## What is expected
What is the number of lines in the records that contain "below"? Give only that number.
BEGIN Data extract
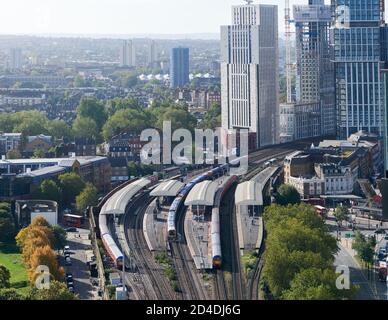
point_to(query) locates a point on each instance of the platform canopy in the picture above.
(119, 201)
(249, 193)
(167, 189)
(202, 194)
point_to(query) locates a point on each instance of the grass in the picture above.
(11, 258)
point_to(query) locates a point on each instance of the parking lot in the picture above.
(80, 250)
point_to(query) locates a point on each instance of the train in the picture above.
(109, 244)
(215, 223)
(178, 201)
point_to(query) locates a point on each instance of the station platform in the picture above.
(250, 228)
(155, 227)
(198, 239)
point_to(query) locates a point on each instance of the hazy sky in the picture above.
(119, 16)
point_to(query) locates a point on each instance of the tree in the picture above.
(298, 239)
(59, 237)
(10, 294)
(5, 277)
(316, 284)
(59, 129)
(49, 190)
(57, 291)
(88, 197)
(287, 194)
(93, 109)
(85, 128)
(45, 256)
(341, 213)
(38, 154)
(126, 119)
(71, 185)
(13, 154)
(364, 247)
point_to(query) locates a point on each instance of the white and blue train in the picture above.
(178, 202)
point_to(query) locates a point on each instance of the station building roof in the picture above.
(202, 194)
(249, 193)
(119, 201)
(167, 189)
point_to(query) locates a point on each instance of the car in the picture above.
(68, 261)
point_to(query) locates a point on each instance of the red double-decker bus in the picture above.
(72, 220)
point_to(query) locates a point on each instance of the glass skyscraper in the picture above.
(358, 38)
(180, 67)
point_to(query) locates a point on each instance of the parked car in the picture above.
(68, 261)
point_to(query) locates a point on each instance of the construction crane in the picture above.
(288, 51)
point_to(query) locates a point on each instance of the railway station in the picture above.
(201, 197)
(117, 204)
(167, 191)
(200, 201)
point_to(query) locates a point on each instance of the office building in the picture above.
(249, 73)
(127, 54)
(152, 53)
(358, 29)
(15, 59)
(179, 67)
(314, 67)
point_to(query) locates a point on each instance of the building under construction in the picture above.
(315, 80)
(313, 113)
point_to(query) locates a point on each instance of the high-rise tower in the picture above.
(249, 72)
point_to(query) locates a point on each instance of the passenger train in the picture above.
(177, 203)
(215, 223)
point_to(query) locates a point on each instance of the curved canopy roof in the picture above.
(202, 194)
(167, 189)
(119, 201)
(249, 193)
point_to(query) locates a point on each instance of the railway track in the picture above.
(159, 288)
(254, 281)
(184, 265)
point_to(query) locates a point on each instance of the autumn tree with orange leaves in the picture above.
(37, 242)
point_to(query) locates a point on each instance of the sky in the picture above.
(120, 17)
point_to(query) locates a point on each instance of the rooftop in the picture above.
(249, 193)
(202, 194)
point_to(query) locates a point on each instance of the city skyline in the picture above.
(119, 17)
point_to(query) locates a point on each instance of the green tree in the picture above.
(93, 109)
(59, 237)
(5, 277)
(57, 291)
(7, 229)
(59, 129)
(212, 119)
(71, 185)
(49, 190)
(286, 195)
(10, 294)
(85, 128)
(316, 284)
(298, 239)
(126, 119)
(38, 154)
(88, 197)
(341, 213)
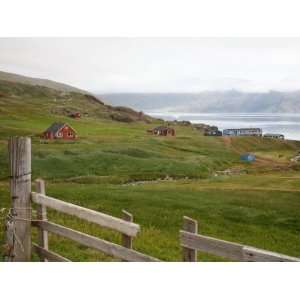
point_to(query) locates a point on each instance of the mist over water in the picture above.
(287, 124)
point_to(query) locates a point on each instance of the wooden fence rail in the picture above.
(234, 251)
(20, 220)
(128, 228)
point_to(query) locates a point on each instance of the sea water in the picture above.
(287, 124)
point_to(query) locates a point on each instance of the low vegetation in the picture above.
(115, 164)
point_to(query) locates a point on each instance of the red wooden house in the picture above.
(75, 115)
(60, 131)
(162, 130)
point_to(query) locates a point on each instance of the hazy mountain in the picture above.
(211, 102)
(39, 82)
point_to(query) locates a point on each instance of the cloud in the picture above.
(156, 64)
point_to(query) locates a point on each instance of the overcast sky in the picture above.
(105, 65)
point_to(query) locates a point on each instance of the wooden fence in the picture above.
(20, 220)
END Data extract
BEGIN Data extract
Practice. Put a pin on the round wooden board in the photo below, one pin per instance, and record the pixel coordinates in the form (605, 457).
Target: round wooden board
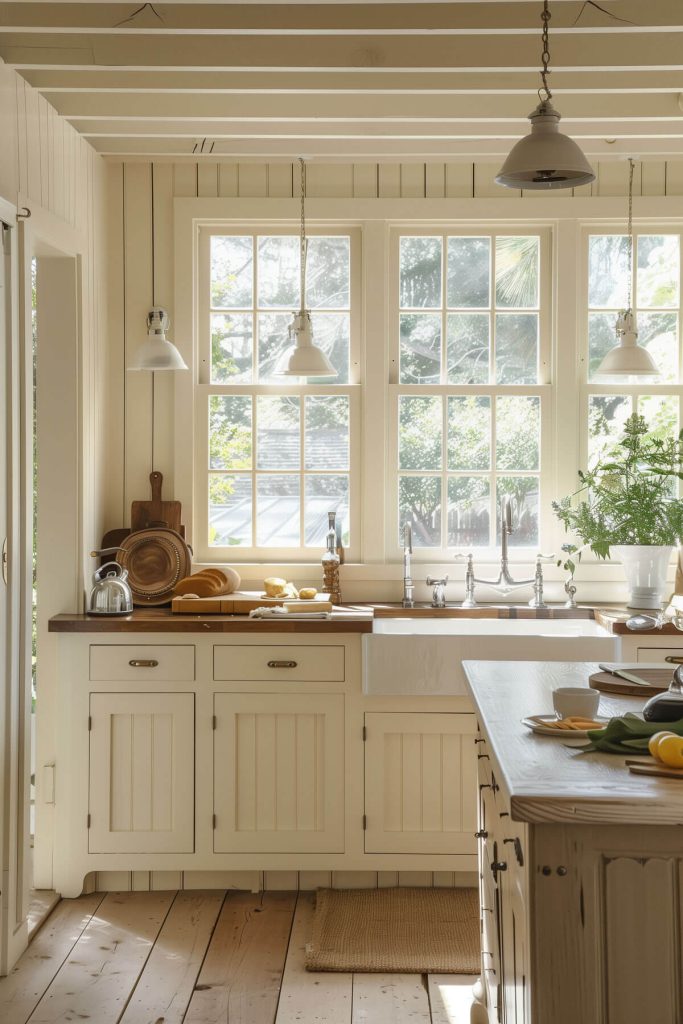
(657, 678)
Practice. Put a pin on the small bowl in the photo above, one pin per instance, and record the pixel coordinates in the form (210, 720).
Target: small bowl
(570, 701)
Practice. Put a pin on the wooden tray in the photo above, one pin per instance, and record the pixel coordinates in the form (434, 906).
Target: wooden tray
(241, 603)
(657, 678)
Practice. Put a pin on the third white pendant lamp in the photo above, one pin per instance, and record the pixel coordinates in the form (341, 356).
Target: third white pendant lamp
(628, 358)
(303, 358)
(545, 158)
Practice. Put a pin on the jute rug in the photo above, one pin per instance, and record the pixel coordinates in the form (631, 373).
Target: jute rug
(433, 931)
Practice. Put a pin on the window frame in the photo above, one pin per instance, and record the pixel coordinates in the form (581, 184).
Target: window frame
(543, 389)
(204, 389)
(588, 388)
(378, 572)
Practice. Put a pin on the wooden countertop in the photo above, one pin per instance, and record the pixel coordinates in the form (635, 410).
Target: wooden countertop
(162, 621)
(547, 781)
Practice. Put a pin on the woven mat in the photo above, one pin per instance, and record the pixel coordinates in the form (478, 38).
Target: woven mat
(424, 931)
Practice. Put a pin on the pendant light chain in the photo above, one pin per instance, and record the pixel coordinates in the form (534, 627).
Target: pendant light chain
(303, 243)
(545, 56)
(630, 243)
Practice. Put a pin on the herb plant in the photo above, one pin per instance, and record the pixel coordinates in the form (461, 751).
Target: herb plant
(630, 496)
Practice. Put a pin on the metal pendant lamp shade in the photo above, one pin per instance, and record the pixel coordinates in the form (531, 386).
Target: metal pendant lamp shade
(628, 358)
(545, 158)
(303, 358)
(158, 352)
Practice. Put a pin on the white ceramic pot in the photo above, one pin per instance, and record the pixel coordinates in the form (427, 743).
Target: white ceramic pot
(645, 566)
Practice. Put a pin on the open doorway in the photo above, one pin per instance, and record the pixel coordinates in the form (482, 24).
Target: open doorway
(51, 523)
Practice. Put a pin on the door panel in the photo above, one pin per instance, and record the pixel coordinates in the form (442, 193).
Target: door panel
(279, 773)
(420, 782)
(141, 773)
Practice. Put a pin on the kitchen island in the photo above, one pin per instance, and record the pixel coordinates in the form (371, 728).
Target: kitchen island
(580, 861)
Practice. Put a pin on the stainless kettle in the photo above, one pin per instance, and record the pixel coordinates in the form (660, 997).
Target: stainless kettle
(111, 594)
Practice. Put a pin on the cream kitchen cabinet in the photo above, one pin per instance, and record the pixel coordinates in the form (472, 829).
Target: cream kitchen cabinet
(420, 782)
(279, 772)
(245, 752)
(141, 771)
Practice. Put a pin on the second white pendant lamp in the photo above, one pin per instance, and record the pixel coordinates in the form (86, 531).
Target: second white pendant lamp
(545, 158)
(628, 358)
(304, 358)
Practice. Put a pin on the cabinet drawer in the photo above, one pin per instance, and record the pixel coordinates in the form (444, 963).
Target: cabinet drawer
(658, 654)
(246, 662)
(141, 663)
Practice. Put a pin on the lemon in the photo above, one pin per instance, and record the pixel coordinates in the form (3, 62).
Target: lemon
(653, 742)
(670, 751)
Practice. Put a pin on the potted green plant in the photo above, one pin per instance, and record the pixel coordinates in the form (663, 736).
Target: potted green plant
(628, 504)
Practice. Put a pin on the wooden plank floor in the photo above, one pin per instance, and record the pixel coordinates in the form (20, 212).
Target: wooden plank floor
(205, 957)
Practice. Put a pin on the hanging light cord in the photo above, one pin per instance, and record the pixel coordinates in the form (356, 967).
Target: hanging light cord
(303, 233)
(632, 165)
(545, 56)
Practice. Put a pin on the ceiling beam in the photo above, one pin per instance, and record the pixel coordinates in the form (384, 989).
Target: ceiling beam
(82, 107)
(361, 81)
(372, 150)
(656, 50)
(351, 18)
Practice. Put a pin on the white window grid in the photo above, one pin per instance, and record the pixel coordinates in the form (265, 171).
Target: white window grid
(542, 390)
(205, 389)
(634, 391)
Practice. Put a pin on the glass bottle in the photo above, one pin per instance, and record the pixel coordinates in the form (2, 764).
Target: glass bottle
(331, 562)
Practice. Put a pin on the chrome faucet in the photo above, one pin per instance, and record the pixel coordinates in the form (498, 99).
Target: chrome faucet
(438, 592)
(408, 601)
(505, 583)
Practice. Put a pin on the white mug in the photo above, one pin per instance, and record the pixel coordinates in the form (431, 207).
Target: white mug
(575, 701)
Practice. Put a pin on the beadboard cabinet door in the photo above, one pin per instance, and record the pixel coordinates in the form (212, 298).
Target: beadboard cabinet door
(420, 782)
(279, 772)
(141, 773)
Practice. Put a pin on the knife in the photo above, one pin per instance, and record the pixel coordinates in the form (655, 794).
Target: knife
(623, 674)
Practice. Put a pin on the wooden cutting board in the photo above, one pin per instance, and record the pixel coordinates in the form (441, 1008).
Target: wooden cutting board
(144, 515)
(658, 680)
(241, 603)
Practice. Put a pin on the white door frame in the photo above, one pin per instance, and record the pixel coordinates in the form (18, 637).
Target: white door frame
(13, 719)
END Data extract
BEGIN Data extract
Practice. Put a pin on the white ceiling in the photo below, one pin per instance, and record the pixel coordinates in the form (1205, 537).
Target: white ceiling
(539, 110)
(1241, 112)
END Data extract
## Task result
2